### WHAT IS NEEDED
Pull every line with the word "fixture" out of the entries below.

### LISTED ENTRIES

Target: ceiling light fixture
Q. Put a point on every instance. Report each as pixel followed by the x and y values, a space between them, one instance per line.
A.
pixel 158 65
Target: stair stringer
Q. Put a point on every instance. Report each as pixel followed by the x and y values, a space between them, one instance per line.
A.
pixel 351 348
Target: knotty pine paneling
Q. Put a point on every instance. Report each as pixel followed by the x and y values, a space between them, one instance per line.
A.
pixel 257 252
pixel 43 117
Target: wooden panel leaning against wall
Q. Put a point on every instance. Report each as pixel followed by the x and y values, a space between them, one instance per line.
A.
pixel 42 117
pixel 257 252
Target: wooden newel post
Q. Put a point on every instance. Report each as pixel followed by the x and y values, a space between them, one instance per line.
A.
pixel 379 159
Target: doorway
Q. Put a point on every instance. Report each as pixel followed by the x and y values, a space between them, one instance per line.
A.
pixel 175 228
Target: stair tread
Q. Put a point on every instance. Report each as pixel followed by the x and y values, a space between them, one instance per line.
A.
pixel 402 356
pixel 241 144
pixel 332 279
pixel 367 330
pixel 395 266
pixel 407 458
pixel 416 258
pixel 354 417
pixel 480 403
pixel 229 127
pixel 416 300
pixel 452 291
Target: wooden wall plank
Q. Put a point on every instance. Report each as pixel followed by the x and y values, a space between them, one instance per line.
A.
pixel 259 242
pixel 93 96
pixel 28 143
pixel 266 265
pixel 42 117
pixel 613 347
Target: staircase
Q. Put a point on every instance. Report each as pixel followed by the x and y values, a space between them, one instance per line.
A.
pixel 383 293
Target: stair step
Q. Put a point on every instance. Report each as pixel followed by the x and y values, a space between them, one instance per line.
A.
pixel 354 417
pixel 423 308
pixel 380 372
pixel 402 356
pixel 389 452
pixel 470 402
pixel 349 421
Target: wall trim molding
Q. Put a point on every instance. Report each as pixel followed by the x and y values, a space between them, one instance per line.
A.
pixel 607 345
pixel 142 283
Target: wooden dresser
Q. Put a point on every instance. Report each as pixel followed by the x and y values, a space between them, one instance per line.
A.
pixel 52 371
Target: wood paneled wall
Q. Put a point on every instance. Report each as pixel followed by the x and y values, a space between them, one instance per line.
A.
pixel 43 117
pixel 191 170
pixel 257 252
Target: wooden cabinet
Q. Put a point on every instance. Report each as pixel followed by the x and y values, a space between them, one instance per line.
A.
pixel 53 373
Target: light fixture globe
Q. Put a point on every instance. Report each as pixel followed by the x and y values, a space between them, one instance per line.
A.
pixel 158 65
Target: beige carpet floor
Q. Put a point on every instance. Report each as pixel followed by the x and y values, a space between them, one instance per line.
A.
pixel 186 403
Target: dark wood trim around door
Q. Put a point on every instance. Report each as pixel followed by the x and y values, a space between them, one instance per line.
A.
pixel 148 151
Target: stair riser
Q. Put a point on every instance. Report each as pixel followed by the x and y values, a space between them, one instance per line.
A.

### YOUR RESPONSE
Target: ceiling light fixture
Target: light fixture globe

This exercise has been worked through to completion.